-- Stored data follows --
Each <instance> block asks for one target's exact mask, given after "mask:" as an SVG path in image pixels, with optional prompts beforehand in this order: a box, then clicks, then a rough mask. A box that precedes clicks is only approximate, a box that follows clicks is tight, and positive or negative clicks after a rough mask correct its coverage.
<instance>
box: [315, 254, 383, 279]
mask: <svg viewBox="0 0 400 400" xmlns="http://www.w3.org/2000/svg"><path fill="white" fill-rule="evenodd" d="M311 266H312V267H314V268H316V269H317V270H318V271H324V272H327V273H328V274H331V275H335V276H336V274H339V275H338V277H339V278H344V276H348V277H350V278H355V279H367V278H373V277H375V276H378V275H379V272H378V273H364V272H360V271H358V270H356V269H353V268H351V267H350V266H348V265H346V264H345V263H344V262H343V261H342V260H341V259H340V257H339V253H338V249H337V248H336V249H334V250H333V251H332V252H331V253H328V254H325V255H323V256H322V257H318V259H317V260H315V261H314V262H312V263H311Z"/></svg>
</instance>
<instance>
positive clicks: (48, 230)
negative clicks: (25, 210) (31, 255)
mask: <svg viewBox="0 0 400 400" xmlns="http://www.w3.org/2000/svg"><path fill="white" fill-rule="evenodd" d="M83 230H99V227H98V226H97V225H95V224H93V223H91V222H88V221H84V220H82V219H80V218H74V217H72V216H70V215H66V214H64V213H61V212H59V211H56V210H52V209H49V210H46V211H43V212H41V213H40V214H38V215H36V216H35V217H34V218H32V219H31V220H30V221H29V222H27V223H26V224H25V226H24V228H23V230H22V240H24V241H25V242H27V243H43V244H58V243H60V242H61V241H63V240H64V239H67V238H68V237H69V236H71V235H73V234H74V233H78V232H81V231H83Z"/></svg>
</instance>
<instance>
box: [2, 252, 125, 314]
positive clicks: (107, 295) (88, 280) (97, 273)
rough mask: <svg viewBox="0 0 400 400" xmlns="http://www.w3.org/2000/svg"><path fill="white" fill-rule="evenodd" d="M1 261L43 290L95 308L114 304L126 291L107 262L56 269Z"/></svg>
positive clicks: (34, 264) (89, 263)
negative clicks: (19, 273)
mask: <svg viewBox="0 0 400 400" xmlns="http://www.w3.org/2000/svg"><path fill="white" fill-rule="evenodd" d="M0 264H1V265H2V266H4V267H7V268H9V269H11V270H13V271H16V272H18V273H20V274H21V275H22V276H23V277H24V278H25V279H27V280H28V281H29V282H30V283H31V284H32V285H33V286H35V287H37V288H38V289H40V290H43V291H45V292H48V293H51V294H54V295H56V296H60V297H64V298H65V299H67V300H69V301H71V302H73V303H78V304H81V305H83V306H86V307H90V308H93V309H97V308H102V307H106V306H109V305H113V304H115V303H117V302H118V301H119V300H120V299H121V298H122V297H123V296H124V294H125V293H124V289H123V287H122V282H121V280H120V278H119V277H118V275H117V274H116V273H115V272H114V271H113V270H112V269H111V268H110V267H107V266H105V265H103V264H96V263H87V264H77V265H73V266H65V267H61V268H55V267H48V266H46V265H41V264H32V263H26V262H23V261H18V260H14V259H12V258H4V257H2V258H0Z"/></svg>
-- Stored data concluded --
Exercise details ▸ Pull out every line in the records above that contains the word "clicks".

Response area ▸
Each <instance> block asks for one target's exact mask, given after "mask:" as an SVG path in image pixels, with optional prompts beforehand in this order: a box, then clicks, then a rough mask. A box that precedes clicks is only approximate, a box that follows clicks is tight, and positive or negative clicks after a rough mask correct its coverage.
positive clicks: (48, 230)
negative clicks: (25, 210) (31, 255)
positive clicks: (107, 295) (88, 280) (97, 273)
positive clicks: (34, 264) (89, 263)
negative clicks: (19, 273)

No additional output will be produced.